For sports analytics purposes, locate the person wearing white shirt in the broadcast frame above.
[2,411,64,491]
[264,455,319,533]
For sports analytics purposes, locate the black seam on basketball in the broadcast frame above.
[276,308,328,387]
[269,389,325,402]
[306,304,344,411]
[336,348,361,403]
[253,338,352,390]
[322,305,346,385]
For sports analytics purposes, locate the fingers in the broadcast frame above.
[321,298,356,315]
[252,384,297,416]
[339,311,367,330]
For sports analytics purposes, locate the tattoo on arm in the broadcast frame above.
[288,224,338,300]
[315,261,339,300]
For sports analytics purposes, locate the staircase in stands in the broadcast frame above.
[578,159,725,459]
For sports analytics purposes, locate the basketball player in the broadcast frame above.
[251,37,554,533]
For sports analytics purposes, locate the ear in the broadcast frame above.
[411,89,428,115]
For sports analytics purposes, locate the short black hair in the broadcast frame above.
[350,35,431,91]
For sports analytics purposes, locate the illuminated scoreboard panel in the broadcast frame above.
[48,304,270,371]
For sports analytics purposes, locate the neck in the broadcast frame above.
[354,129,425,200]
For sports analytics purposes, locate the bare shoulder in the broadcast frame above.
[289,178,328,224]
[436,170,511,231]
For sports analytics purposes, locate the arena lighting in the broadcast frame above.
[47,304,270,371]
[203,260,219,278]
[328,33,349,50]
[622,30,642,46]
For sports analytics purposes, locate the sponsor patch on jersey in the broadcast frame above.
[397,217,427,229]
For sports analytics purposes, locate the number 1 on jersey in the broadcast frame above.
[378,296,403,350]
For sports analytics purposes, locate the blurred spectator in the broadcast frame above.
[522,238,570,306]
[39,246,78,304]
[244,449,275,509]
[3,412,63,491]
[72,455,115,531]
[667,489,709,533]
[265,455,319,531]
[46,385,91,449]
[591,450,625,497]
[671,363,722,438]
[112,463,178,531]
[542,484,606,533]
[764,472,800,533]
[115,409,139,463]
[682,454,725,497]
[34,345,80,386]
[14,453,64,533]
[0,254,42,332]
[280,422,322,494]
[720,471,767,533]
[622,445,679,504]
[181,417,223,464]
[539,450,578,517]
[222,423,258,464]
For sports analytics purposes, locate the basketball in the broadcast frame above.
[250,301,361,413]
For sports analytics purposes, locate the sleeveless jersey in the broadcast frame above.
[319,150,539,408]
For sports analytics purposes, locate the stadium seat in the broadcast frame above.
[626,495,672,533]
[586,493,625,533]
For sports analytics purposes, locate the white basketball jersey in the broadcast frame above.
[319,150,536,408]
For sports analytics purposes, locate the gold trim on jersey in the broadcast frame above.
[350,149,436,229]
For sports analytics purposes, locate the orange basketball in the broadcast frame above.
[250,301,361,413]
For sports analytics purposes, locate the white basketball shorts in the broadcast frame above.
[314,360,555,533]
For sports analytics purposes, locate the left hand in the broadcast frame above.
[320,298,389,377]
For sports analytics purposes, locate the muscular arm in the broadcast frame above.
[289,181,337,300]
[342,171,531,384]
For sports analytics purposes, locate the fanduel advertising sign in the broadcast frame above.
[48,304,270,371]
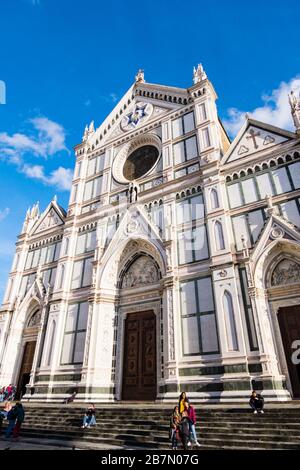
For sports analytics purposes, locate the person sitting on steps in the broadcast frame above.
[81,403,96,429]
[249,390,264,414]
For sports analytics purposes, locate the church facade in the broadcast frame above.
[0,65,300,402]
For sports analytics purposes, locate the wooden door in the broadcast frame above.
[278,305,300,398]
[122,311,157,400]
[16,341,36,399]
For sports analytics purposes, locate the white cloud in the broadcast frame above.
[31,117,67,155]
[0,207,10,222]
[223,76,300,137]
[48,166,73,191]
[0,117,73,191]
[21,164,73,191]
[0,117,68,163]
[109,93,118,103]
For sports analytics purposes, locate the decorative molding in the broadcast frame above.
[271,259,300,286]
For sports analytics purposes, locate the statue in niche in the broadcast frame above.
[27,311,41,328]
[122,256,159,287]
[271,259,300,286]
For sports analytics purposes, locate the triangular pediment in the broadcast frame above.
[251,214,300,262]
[31,201,65,235]
[79,83,188,150]
[221,118,296,164]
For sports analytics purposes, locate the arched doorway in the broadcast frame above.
[16,309,41,399]
[120,253,161,400]
[269,254,300,398]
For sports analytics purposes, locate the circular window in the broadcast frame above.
[123,145,159,181]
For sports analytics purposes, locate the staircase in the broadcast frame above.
[2,403,300,450]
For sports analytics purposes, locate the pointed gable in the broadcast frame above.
[222,118,295,164]
[79,82,189,150]
[31,201,65,235]
[251,214,300,262]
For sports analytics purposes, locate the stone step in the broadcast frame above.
[5,429,300,450]
[18,418,300,436]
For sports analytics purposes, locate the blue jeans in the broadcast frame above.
[190,423,197,442]
[83,415,96,426]
[5,419,16,437]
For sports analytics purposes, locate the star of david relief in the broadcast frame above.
[238,145,249,155]
[121,102,153,131]
[263,135,275,145]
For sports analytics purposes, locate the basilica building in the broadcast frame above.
[0,65,300,402]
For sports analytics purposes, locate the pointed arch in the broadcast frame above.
[222,290,238,351]
[214,220,225,251]
[46,320,56,366]
[210,188,220,209]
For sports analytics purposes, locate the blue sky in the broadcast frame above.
[0,0,300,298]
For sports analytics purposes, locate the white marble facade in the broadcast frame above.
[0,66,300,401]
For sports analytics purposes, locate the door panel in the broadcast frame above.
[16,341,36,399]
[278,305,300,398]
[122,311,156,400]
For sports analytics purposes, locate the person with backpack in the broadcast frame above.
[249,390,264,414]
[169,406,180,450]
[5,406,17,439]
[185,402,200,447]
[13,402,25,438]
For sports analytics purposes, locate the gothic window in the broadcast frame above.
[272,167,292,194]
[172,112,195,139]
[70,184,78,202]
[19,273,36,299]
[47,320,56,366]
[176,194,204,224]
[58,264,65,289]
[173,136,198,165]
[71,257,93,289]
[42,268,56,288]
[83,176,103,201]
[61,302,88,365]
[27,310,41,328]
[215,220,225,251]
[210,188,219,209]
[289,162,300,189]
[256,173,274,199]
[239,268,258,351]
[199,103,207,122]
[280,199,300,227]
[227,183,243,209]
[177,225,209,264]
[75,230,96,255]
[241,178,258,204]
[232,209,265,250]
[223,290,238,351]
[202,127,211,148]
[180,277,219,355]
[64,238,70,255]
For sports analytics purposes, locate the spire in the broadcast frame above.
[193,64,207,85]
[82,125,89,142]
[289,91,300,134]
[89,121,95,134]
[135,69,145,83]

· · · · · · ·

Work required »
Identify each line among the items above that contains the word "panel", and copy those lines out in full.

Solution below »
For sports analytics purposes, locate the illuminated scoreboard panel in the broadcast frame above.
For sports analytics purposes, locate the door panel in the broadcast frame above.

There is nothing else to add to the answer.